_TEXT EXCERPT:_

▼▼▼

A tart of the period would be prepared in an open pastry shell, though we might today call it a pie. We’ll add a crumb topping to the filling, which highlights the wonderful robust flavor of the rhubarb, while giving it a bit more body than the advice Charlotte Mason offers in 1777, which appears to be simply to bake it until it has turned red.
Preheat the oven to 375° F (190° C) and prepare a standard single pastry crust. Cut into the bottom of the crust in small pieces:
1 tbsp (15 ml) butter
Combine in a glass bowl:
5 1/2 cups (1250 ml) rhubarb, cleaned and sliced into small chunks
1/4 tsp (2 ml) baking soda
1 2/3 (400 ml) cups sugar
1/3 cup + 1 tbsp (100 ml) flour
Toss rhubarb in flour and sugar and put in crust. Blend together:
2 tbsp (30 ml) butter
1/3 cup (75ml) brown sugar
1 cup (225 ml) rolled oats
Spread oat mixture over rhubarb, finish the edges with a fork or your fingers to flute the crust nicely, and bake for about 45 minutes, until the topping is browned.

▲▲▲

_GOAL OF THE EXERCISE:_ Rewrite the rhubarb tart text from "A tart of the" up to and including "has turned red.", putting "streusel topping" in place of "crumb topping".

_ROWS:_
▼▼▼

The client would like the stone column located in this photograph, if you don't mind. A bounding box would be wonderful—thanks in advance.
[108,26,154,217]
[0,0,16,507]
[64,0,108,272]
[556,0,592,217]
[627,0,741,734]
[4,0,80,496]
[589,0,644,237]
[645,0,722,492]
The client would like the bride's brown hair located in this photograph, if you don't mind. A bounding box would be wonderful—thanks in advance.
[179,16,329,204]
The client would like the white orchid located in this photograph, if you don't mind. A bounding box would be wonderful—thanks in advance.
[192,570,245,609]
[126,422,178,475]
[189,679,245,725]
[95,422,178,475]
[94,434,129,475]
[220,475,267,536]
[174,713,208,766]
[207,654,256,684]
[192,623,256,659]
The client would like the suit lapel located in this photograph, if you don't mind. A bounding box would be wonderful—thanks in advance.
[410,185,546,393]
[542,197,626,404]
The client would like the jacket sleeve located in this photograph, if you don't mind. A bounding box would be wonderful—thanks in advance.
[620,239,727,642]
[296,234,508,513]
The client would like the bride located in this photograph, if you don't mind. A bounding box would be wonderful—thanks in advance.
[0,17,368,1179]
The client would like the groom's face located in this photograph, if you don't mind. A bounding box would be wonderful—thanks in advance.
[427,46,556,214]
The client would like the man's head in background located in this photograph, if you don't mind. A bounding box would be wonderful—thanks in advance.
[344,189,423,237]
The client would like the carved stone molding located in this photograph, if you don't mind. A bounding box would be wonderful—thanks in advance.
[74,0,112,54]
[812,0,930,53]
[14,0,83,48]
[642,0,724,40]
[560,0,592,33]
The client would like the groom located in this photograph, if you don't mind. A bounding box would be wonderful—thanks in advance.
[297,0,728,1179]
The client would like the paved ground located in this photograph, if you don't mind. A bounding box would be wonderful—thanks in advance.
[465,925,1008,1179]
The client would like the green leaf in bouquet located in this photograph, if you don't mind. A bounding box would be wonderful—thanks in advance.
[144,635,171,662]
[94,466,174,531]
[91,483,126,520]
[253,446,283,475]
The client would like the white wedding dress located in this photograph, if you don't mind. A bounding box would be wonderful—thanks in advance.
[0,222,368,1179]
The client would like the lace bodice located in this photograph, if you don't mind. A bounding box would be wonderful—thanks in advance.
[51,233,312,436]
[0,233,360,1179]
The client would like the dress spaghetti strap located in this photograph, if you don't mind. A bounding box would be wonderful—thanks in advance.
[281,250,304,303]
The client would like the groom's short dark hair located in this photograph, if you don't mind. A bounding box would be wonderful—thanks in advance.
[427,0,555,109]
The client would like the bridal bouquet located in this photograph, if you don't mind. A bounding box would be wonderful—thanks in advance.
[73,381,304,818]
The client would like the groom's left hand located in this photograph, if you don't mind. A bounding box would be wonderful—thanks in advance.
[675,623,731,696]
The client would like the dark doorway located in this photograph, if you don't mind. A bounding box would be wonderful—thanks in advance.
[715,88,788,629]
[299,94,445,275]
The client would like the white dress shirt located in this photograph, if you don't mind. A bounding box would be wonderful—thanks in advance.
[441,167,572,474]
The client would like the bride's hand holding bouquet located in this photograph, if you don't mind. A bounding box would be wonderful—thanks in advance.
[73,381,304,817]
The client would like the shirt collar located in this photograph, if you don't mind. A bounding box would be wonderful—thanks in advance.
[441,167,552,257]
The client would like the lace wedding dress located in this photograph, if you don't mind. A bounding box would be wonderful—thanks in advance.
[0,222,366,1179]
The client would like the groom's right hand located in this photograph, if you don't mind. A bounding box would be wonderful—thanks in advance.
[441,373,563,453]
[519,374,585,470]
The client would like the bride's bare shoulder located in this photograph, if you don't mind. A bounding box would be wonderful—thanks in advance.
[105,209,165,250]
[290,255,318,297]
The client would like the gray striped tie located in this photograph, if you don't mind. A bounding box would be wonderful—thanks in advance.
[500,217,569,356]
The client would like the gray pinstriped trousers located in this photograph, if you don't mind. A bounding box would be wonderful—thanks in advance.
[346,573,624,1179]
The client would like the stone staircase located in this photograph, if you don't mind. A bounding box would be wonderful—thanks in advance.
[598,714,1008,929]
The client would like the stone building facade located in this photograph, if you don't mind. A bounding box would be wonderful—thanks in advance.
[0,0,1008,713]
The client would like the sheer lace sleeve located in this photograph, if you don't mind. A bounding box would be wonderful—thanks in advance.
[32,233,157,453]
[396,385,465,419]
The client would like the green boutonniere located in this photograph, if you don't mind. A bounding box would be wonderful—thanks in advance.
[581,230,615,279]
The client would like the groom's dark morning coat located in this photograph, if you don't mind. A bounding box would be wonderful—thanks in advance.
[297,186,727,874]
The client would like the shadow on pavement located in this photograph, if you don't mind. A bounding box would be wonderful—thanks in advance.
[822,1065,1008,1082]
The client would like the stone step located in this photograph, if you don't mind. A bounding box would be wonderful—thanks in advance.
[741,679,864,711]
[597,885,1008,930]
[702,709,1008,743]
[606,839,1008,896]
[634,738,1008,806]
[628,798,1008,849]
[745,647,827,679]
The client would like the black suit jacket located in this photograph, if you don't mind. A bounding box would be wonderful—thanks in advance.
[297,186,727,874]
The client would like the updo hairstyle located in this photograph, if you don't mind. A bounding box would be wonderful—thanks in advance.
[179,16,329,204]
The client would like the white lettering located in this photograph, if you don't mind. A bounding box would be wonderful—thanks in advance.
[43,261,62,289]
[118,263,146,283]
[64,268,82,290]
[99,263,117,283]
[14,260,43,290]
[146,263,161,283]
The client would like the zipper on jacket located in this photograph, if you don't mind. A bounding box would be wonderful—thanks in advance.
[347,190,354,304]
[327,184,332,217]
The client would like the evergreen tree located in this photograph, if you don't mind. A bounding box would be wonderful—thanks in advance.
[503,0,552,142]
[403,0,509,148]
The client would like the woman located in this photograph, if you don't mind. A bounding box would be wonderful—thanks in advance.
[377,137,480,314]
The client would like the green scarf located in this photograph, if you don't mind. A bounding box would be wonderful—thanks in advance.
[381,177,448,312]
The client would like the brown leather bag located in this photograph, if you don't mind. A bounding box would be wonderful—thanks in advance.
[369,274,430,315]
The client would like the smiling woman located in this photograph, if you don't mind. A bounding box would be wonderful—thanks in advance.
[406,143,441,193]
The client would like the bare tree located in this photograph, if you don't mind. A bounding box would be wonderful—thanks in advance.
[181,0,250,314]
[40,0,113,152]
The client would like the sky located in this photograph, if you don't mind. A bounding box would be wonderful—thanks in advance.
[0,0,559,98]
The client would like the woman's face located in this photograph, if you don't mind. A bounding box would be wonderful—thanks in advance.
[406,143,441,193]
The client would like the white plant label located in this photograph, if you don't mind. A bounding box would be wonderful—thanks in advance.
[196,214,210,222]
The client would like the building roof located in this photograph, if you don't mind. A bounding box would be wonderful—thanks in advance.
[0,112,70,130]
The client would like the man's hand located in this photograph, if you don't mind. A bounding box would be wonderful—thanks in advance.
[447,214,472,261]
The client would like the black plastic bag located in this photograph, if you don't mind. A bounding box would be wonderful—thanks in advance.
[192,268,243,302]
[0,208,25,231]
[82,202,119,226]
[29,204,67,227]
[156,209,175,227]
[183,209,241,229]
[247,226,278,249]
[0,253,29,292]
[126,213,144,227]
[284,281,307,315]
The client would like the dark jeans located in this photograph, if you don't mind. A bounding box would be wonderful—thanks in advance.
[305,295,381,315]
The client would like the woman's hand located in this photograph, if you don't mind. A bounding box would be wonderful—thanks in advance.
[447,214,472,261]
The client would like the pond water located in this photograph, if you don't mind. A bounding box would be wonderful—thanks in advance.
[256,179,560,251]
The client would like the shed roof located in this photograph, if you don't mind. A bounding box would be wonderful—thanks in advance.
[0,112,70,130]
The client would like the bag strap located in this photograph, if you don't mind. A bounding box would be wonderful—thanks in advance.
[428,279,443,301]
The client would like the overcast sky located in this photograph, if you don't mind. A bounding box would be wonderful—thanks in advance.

▲▲▲

_TASK OUTPUT:_
A tart of the period would be prepared in an open pastry shell, though we might today call it a pie. We’ll add a streusel topping to the filling, which highlights the wonderful robust flavor of the rhubarb, while giving it a bit more body than the advice Charlotte Mason offers in 1777, which appears to be simply to bake it until it has turned red.